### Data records
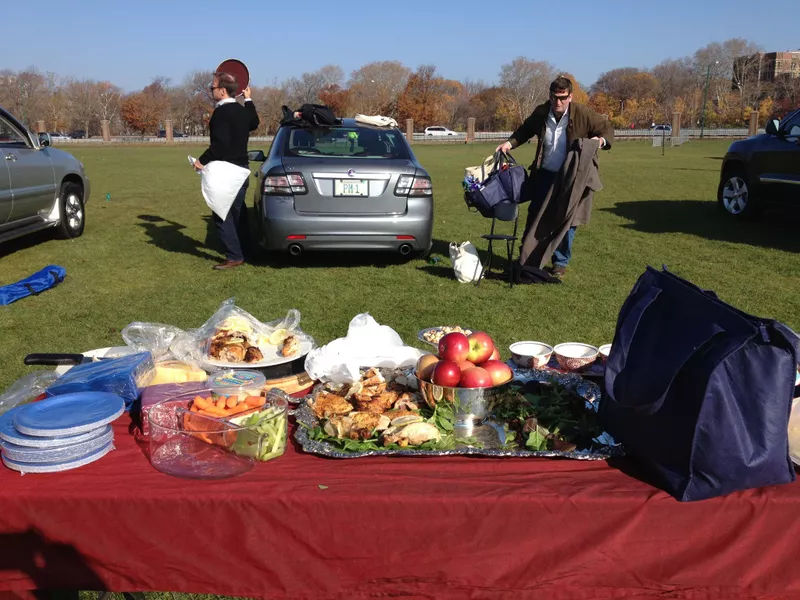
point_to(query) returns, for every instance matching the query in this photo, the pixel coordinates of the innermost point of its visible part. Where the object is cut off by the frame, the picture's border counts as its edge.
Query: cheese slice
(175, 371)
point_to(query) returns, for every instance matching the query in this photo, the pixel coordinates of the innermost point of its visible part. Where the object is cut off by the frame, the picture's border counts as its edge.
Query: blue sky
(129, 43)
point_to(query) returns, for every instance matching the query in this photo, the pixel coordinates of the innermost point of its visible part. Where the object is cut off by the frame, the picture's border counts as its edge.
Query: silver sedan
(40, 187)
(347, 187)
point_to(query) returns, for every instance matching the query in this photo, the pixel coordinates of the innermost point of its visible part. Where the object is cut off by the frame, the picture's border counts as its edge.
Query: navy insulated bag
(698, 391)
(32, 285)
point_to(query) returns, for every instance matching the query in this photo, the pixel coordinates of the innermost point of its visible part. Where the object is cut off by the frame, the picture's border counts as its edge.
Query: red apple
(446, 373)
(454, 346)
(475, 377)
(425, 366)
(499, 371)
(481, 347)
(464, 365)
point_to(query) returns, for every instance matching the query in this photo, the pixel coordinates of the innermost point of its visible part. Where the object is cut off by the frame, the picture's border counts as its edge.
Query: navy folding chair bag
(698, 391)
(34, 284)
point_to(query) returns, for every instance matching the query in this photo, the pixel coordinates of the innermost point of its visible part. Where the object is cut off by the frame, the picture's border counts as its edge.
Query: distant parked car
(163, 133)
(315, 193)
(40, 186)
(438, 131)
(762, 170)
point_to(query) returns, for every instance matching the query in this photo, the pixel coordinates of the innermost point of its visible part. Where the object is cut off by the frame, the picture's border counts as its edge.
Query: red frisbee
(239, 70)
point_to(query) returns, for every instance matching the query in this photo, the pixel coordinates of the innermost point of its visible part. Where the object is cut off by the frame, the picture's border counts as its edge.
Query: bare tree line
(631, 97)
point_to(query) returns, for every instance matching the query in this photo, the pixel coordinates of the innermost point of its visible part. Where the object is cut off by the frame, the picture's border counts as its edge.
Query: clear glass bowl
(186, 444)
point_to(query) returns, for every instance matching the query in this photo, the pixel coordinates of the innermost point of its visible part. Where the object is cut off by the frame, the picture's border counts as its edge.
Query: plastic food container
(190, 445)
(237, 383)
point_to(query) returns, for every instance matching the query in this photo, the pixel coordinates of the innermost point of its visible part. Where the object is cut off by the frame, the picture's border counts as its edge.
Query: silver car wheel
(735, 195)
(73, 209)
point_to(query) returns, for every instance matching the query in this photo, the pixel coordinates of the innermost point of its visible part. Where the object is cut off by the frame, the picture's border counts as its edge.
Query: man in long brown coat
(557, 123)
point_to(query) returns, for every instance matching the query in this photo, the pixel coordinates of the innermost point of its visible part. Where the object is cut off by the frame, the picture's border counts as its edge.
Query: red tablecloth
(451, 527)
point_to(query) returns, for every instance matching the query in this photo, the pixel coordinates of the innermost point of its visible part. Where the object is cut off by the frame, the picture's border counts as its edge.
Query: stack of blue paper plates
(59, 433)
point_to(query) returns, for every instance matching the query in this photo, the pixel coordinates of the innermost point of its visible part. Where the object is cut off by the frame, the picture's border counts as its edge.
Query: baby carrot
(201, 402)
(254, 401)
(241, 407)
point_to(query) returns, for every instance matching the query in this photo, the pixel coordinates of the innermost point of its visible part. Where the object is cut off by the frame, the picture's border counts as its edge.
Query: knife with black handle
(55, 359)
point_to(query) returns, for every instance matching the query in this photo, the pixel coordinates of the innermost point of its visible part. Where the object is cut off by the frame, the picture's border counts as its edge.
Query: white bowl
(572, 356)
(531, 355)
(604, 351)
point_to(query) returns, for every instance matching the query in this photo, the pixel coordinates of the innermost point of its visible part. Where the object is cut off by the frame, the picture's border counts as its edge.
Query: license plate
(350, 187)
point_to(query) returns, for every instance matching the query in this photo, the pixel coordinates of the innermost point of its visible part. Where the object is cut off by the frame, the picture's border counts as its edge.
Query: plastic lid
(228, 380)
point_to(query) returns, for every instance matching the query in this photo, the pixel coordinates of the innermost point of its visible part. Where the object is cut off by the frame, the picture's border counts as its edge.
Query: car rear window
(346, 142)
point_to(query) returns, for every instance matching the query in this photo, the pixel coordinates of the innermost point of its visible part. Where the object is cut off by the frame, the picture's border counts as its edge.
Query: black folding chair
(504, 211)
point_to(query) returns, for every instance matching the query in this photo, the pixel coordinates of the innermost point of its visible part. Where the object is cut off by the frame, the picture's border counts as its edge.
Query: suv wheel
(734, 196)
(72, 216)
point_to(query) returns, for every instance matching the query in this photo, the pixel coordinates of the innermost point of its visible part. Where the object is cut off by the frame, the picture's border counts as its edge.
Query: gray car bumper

### WHAT NEEDS TO BE DONE
Copy out every line above, word for word, minus images.

### WRITTEN SOLUTION
point_to(query) returns, for every instance matching the query in this photo, the pixel coordinates of the innermost point of its visible part. Where the object is cut off by the frame, the picture's border counts as its edge.
Query: cheese slice
(175, 371)
point_to(query) returns, for every instance matching the query in this photo, the pixel coordinates of the innermost point of its visible part. Where the object is cut off by the frame, the picture's border counts as its edge.
Query: blue sky
(129, 43)
point_to(query) returns, for every instance matching the query in this photo, the pixel coordinates of the innermost point of its visible part. Where the object is cut off by the frame, the picture's border counts as its edge.
Query: silver sedan
(40, 187)
(347, 187)
point_to(query) returns, for every instance matching the query in this photo, the pixel coordinates of the innermost point of its visible part. Where the object is cut off by the frame, the picture's border counts as its edge.
Query: navy insulated bag
(698, 391)
(32, 285)
point_to(query) returns, for every instance matching the query in this photo, the pixel coordinates of the innermost point of its visible part. Where the object is cut off by the frame, the picture's border counts as its edge.
Query: red apple
(446, 373)
(454, 346)
(475, 377)
(425, 366)
(499, 371)
(481, 347)
(464, 365)
point_to(query) returns, for every instance matching the query in this photo, the pixel coordinates of the innermost point of its visible part. Where the object is cut off by the frame, the picture's border counts as its edge.
Query: navy folding chair bag
(698, 391)
(34, 284)
point_to(query) returns, for every instance matching the query in this photo, the pixel coordinates of the innermost point of its visible part. Where the object is cut off by the frame, the picture's border counts as its edge.
Query: distant parked car
(163, 133)
(315, 193)
(40, 186)
(438, 131)
(762, 170)
point_to(query) returns, for every instance matching the query in this photo, the pixel coordinates of the innermost point of its visible part. Where the object is cut off by the frame, the picture's border counts as its edge.
Query: red frisbee
(239, 70)
point_to(query) returns, for every instance matching the query in this photo, the pixel coordinates of the innermost point of its visible part. Where the object is cut off by the frame, the picture's border counts as its edge.
Query: bare tree line
(631, 97)
point_to(query) returns, for every instance matching the query in this photo, the pixel coordinates of the innermost point of its visible part. Where the object is cut off by the frame, the picture's border counts as its edge.
Query: clear glass bowl
(186, 444)
point_to(query) returns, for every instance matching the query in this photo, the pixel coordinates of the innermost point of its visible part. Where the object is cut off by the frame, the picture's border counts as its edge.
Query: plastic food container
(190, 445)
(237, 383)
point_to(query) returns, for every instance matching the query in this photo, the pixel coordinates of the innermost point of its visible part. Where the object is cut off by the frame, the picture's border counts as its edge.
Query: silver car wheel
(735, 195)
(73, 209)
point_to(query) returns, for every instance matching the query in this photo, the pixel coordinates of the innermost point of its visible part. Where the object is cut off by the frame, the picture's border counts as its edge.
Query: man in long brown coat
(557, 123)
point_to(query) returns, for every instance matching the query in this photo, the pixel coordinates of the innermost point of its visible part. Where the object is cut off by the frame, the picture's border counts as its edge.
Query: red tablecloth
(451, 527)
point_to(query) returns, for every instance matching the query in this photo, the pixel coordinates of the innermost point of its visible part. Where the object is cut off by the frame, the picture's border counts as its edge.
Query: stack of blue paper plates
(59, 433)
point_to(query) returns, for every instance matching the query in this photo, the pixel coordinates of the innermost point of its visible part. Where the object is cut off by the frame, the picture's border counts as its edge.
Query: baby carrot
(201, 402)
(254, 401)
(241, 407)
point_to(query) returns, for every instance matching the query in this photo, the pixel coordinates of the innermost point of its visible part. Where the object is cut off by the frame, the picture's border counts as its edge.
Query: knife with black handle
(55, 359)
point_to(query) returns, for every instance matching the query in this photo, the pixel coordinates of the innermost point of its visible part. Where the object is cut off by the frame, the picture's border counts as its edge.
Query: white bowl
(572, 356)
(531, 355)
(604, 351)
point_to(query) returns, for every instance matching the query in this photo, the pixel coordinates of the innermost point of its visible part. Where the object is cut off by the frame, the picture's border counts as its edge.
Query: license plate
(350, 187)
point_to(query) returns, for every instance matching the query in this photo, the pixel coordinates of the innermost point of its visible part. Where the object is cut off by the frame, the picture's border counts as its edge.
Query: plastic lid
(228, 380)
point_to(query) returns, for every instance matching the query in this photo, the pixel coordinates of the innermost point of its visible part. Where the object is cut off by the frame, the picture's border counts as its edge.
Query: car rear window
(346, 142)
point_to(query) returns, for every instance matching the query in this photo, the pixel coordinates of the innermost point of its visible part. Where the object is cut off by the frame, the picture's border counts as its edge.
Query: black folding chair
(504, 211)
point_to(query) returns, for every instance matching the query in this photo, the pixel coordinates of the innermost point of its visible part. Where the object is cut off by the frame, the picture's border counts as its edge.
Query: suv wheel
(734, 196)
(72, 216)
point_to(query) returns, for every instance matching the query in this photo, the pixel coordinates of the innermost point of its visible part. Where the object is cut off by the frame, the picture's border counts as its edge.
Query: gray car bumper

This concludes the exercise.